* WORK TO COMPLETE: Render each line of the entries below as a JSON list of strings, one string per line, with blank lines omitted. Leave the pictures out of the list.

* DATASET ENTRIES:
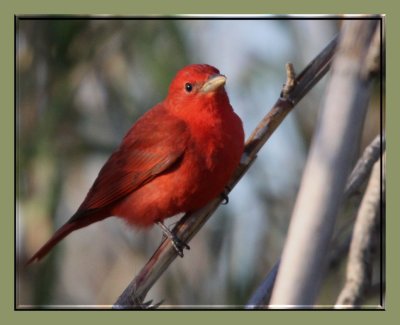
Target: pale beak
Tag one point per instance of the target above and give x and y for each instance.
(213, 83)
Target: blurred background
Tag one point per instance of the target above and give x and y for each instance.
(81, 84)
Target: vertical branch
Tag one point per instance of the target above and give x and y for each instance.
(359, 264)
(328, 166)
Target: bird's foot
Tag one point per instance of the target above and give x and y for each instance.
(178, 244)
(224, 195)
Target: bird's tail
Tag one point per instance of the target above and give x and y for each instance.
(60, 234)
(75, 223)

* TASK RESPONSE:
[
  "Target: pale beak",
  "Tag one point per instance of the target above and give x and y for each instance.",
  "(213, 83)",
  "Target: blurred background",
  "Tag one point per instance of the target above and give x and y for each instance.",
  "(81, 84)",
  "Target: vertical branch",
  "Tag one point per instance of the target above and give x and y for each instance.",
  "(359, 264)",
  "(328, 166)",
  "Target: bird's foot",
  "Tag one point per instance of the target above and give x and y for each instance.",
  "(178, 244)",
  "(224, 195)",
  "Target: bird's tail",
  "Tag one point per instance of the target above and give x and y for each instance.",
  "(60, 234)",
  "(75, 223)"
]